AIM: Lay out the text of the item below as a numbered list, one entry per line, skipping blank lines. Leave the picture out of your answer.

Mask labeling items
-*-*-

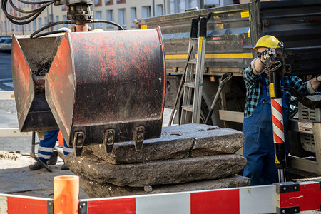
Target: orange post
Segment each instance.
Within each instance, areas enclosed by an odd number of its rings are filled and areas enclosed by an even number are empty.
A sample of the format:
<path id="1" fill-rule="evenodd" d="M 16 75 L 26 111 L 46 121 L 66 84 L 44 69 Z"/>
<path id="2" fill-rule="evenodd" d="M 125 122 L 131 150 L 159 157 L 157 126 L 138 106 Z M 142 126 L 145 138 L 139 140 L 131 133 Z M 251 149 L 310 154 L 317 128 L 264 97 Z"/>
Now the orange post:
<path id="1" fill-rule="evenodd" d="M 61 131 L 59 131 L 59 133 L 58 134 L 58 143 L 59 143 L 59 146 L 63 146 L 63 136 L 62 136 Z"/>
<path id="2" fill-rule="evenodd" d="M 54 178 L 54 210 L 55 214 L 78 213 L 79 177 L 62 175 Z"/>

-*-*-

EXERCISE SOLUTION:
1. Target: orange post
2. Segment each instance.
3. Within each instance, areas enclosed by an odd number of its rings are filled and areas enclosed by an even number are empty.
4. A sample of the format:
5. <path id="1" fill-rule="evenodd" d="M 16 75 L 26 111 L 46 121 L 66 84 L 44 69 Z"/>
6. <path id="2" fill-rule="evenodd" d="M 125 122 L 131 150 L 159 157 L 157 126 L 138 106 Z M 142 126 L 145 138 L 139 140 L 131 133 Z M 251 149 L 310 154 L 317 128 L 264 97 Z"/>
7. Now the orange post:
8. <path id="1" fill-rule="evenodd" d="M 61 131 L 59 131 L 59 133 L 58 134 L 58 143 L 59 143 L 59 146 L 63 146 L 63 136 L 62 136 Z"/>
9. <path id="2" fill-rule="evenodd" d="M 54 178 L 54 210 L 55 214 L 78 213 L 79 177 L 62 175 Z"/>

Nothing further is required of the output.